→ Point annotation dataset records:
******************************

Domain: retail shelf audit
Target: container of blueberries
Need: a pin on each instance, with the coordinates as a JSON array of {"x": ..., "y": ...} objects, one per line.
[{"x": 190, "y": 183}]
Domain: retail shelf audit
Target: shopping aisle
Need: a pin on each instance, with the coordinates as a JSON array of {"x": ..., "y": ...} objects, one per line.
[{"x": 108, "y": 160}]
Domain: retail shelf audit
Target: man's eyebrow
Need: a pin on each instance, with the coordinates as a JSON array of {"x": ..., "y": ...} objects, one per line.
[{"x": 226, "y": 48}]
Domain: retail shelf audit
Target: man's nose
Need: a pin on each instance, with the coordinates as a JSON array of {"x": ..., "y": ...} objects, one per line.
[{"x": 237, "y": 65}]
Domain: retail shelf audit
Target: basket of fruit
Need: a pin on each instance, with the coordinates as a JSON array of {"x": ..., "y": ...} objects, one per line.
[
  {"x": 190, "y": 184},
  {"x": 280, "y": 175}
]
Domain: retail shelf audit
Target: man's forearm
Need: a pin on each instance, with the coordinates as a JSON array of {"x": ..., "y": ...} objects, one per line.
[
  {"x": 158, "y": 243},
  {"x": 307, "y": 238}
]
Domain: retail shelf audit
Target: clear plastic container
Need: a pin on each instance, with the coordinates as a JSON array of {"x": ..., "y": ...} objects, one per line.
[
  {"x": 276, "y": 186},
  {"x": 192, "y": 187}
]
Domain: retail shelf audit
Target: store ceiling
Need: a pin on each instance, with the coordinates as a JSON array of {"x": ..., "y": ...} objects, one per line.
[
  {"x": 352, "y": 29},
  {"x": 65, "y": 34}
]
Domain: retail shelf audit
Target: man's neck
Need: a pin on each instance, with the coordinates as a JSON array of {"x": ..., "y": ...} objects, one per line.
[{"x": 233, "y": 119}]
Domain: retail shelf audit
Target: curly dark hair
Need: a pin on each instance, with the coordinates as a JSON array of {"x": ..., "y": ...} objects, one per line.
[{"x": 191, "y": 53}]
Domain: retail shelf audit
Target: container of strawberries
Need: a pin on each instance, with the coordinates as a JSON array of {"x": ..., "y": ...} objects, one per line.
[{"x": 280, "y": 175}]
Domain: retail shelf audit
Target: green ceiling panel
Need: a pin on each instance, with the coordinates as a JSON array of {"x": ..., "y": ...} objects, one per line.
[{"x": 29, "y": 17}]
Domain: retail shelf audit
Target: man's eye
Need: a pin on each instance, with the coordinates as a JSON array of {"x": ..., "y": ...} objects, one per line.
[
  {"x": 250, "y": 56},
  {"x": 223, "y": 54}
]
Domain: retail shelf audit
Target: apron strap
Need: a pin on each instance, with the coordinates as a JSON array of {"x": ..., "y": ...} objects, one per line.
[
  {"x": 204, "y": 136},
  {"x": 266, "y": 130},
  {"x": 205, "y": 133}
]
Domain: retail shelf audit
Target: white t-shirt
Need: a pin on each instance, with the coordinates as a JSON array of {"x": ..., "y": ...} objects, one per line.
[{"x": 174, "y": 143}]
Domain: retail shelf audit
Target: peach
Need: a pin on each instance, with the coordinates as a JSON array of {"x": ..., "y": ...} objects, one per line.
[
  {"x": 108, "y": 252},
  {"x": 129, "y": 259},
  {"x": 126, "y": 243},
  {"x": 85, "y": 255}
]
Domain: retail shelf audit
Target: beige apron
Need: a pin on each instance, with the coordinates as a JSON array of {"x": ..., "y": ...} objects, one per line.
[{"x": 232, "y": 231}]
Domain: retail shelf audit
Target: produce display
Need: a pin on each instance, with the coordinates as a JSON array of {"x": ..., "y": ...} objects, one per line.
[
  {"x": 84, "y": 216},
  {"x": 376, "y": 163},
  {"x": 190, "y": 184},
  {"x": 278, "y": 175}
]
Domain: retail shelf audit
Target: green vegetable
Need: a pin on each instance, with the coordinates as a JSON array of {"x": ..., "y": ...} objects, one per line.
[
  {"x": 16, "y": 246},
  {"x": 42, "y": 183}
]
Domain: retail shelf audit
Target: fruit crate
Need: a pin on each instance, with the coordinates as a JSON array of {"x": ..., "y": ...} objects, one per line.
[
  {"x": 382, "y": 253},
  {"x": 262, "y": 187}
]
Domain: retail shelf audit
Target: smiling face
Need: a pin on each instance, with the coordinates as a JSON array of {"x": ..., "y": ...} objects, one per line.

******************************

→ Task goal:
Your task is to repeat every line exactly.

→ Task result:
Domain: retail shelf audit
Target: container of blueberries
Need: a pin on each instance, with the coordinates as a JSON array of {"x": ..., "y": ...} objects, one per line.
[{"x": 190, "y": 183}]
Domain: retail shelf audit
Target: shopping aisle
Need: a pin on each instance, with the coordinates as a JSON array of {"x": ..., "y": ...} objects, one per line.
[{"x": 108, "y": 160}]
Domain: retail shelf audit
Target: man's eyebrow
Need: a pin on each instance, with the coordinates as a JSON array of {"x": ..., "y": ...} objects, one per line.
[{"x": 226, "y": 48}]
Domain: retail shelf audit
Target: man's nose
Need: a pin on each instance, with the coordinates as a JSON array of {"x": ..., "y": ...} objects, one per line.
[{"x": 237, "y": 65}]
Domain: retail shelf audit
Target: basket of fruit
Need: a pin on each instance, with the coordinates as a JSON array of {"x": ..., "y": ...} objects, one per line.
[
  {"x": 190, "y": 184},
  {"x": 280, "y": 175}
]
Domain: retail shelf audit
Target: man's forearm
Need: a pin on each instance, with the coordinates as a JSON array of {"x": ..., "y": ...} objects, one per line.
[
  {"x": 158, "y": 243},
  {"x": 307, "y": 238}
]
Domain: retail shelf audit
Target: clear plastic container
Need: a pin on each instance, with the coordinates as a JSON array of {"x": ..., "y": ...} objects, one per line.
[
  {"x": 276, "y": 186},
  {"x": 192, "y": 187}
]
Domain: retail shelf audit
Target: store ceiling
Need: a pin on each instance, with the coordinates as a JSON array of {"x": ..., "y": ...} objects, one per line.
[
  {"x": 352, "y": 29},
  {"x": 65, "y": 34}
]
Domain: retail shelf audit
Target: man's neck
Need: a pin on each instance, with the coordinates as a JSON array of {"x": ..., "y": ...} objects, one per line.
[{"x": 233, "y": 119}]
Domain: retail shelf audit
Target: curly dark hair
Need: a pin on each instance, with the coordinates as a JSON array of {"x": ..., "y": ...} objects, one per line.
[{"x": 191, "y": 53}]
Domain: retail shelf audit
Target: container of strawberries
Need: a pin on each instance, with the coordinates as a JSON array of {"x": ..., "y": ...} objects, one per line.
[{"x": 280, "y": 175}]
Domain: retail shelf audit
Target: green ceiling panel
Need: a pin on each instance, with the coordinates as a JSON array of {"x": ..., "y": ...} objects, one per line.
[{"x": 29, "y": 17}]
Domain: retail shelf audit
Target: man's eye
Need: a pin on each instance, with the coordinates as a JSON array of {"x": ..., "y": ...} objects, one per line.
[
  {"x": 250, "y": 56},
  {"x": 223, "y": 54}
]
Domain: retail shelf audit
Target: apron strap
Need: a pin on each instance, with the coordinates as a JSON array of {"x": ..., "y": ...} objects, one per line.
[
  {"x": 204, "y": 136},
  {"x": 266, "y": 130},
  {"x": 205, "y": 133}
]
Domain: retail shelf audit
Target: white t-shirt
Need: a pin on each instance, with the coordinates as a JSON array of {"x": ..., "y": ...} objects, one per line.
[{"x": 174, "y": 143}]
Domain: retail shelf audit
Target: peach
Need: a pin on each instance, with the coordinates as a JSON array of {"x": ..., "y": ...} objects, one per line.
[
  {"x": 108, "y": 252},
  {"x": 129, "y": 259},
  {"x": 126, "y": 243},
  {"x": 85, "y": 255}
]
Domain: retail shelf audit
Target: beige apron
Need: a pin on each instance, with the coordinates as a JSON array of {"x": ..., "y": ...} objects, one per line.
[{"x": 232, "y": 231}]
Domain: retail shelf audit
Target: produce display
Need: a pin on each instance, with the coordinates as a JSON array of {"x": ..., "y": ...} objects, one per line.
[
  {"x": 84, "y": 216},
  {"x": 376, "y": 163},
  {"x": 190, "y": 184},
  {"x": 278, "y": 175}
]
Domain: retail shelf audit
Target: green vegetable
Need: a pin on each instance, with the coordinates as a JSON array of {"x": ..., "y": ...} objects, one per line.
[
  {"x": 16, "y": 246},
  {"x": 42, "y": 183}
]
Domain: retail shelf audit
Target: fruit crate
Need: a pin on each instance, with the coordinates as a JSON array of {"x": ..., "y": ...} objects, one per line.
[
  {"x": 382, "y": 253},
  {"x": 262, "y": 187}
]
Domain: retail shelf audit
Target: smiling face
Need: a pin on each instance, with the coordinates as a JSON array of {"x": ..., "y": ...} objects, one per line.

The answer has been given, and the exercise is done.